Corona-sceptique notoire, Jair Bolsonaro ne veut surtout prendre aucune mesure impopulaire qui pourrait compromettre sa réélection. Même si son pays compte déjà plus de 320 000 morts, l'un des taux les plus élevés du monde, il s'est mêlé aux manifestations anti-confinement. Ça non plus, l'armée n'a pas tellement apprécié.

Un régime civil qui fait une large place aux militaires

Pourtant le gouvernement de Jair Bolsonaro accorde une large place aux militaires, qui jusqu'ici ont tiré profit de sa présidence. Jamais, dans un régime civil, ils n'ont été aussi présents au gouvernement : ils ont les clés de quasiment un ministère sur deux. On les trouve aussi massivement dans l'administration, qui doit aujourd'hui reconnaître son échec dans sa gestion de la pandémie. C'est donc le bon moment pour prendre leurs distances et changer leur image.


Quelles que soient ses motivations réelles, le haut commandement de l'armée est aujourd'hui en rupture avec le chef de l'État. Pourtant, ce n'est pas le cas des officiers et des subalternes, de "la base". Les policiers militaires, notamment, sont beaucoup plus sensibles aux appels du pied du président d'extrême droite et farouchement opposés au retour de la gauche au pouvoir.

Jair Bolsonaro sait qu'il pourra compter sur eux s'il envisage, comme il l'a déjà annoncé, de contester l'élection présidentielle en cas d'échec. On ne le surnomme pas "le Trump tropical" pour rien.

****

## [Tâches]
A - Dans le paragraphe de l'extrait qui commence par « Quelles que soient ses motivations réelles », relevez chacun des groupes de militaires ou de forces que le texte nomme.
B - Restituez mot pour mot le passage de l'extrait qui commence par « Pourtant le gouvernement » et se poursuit jusqu'à « changer leur image. ».
C - D'après l'extrait, pourquoi est-ce le bon moment pour les militaires de prendre leurs distances et de changer leur image ?
Les lignes qui suivent forment un matériau distinct de l'extrait.

****

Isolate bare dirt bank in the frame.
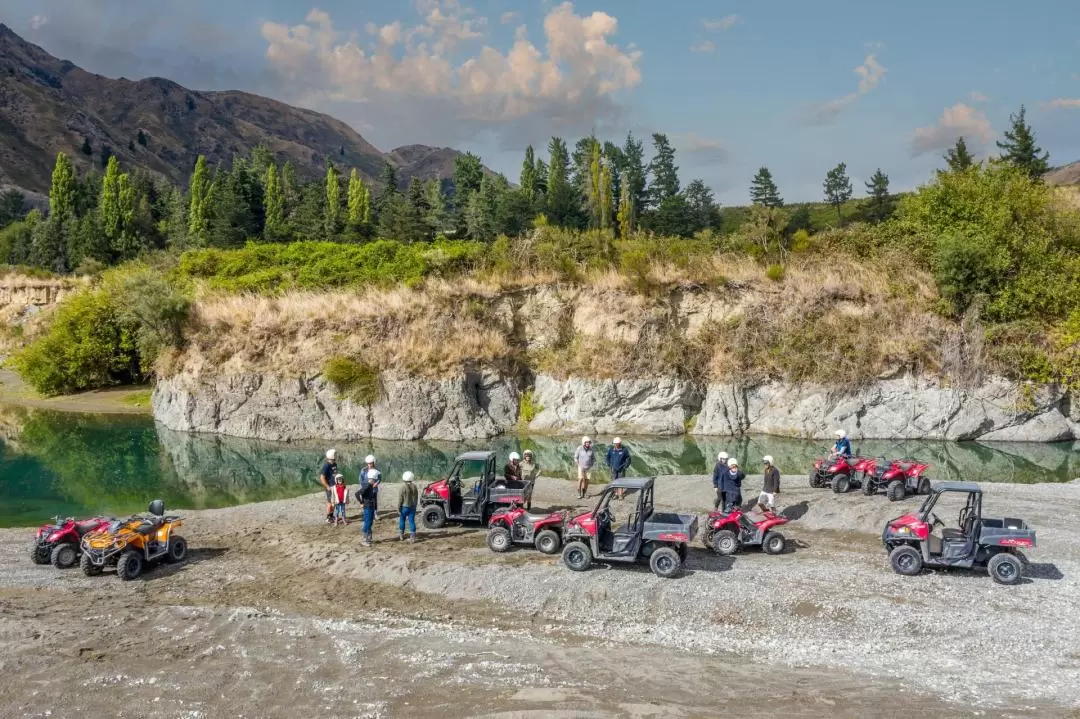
[0,477,1080,717]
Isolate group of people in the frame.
[319,449,420,546]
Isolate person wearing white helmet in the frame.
[713,452,728,510]
[573,437,596,499]
[833,430,851,459]
[502,452,522,486]
[757,455,780,512]
[397,472,420,542]
[723,457,746,512]
[319,449,338,525]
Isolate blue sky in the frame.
[8,0,1080,204]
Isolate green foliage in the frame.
[323,356,382,407]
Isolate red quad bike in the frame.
[701,507,788,555]
[861,459,932,502]
[563,477,698,579]
[419,451,532,529]
[810,455,866,494]
[881,481,1035,584]
[30,517,112,569]
[487,504,566,554]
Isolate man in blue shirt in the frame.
[833,430,851,459]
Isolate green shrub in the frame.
[323,356,382,407]
[13,288,141,396]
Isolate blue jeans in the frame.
[397,506,416,534]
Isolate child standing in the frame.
[334,474,349,527]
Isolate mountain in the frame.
[0,24,494,192]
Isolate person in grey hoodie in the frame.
[573,437,596,499]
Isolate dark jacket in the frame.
[761,466,780,494]
[720,470,746,501]
[606,447,630,472]
[397,481,420,510]
[360,485,379,511]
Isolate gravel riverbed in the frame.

****

## [Réponses attendues]
A - le haut commandement de l'armée, les officiers, les subalternes, les policiers militaires

B -
Pourtant le gouvernement de Jair Bolsonaro accorde une large place aux militaires, qui jusqu'ici ont tiré profit de sa présidence. Jamais, dans un régime civil, ils n'ont été aussi présents au gouvernement : ils ont les clés de quasiment un ministère sur deux. On les trouve aussi massivement dans l'administration, qui doit aujourd'hui reconnaître son échec dans sa gestion de la pandémie. C'est donc le bon moment pour prendre leurs distances et changer leur image.

C - Les militaires sont massivement présents dans l'administration. Or celle-ci doit aujourd'hui reconnaître son échec dans sa gestion de la pandémie.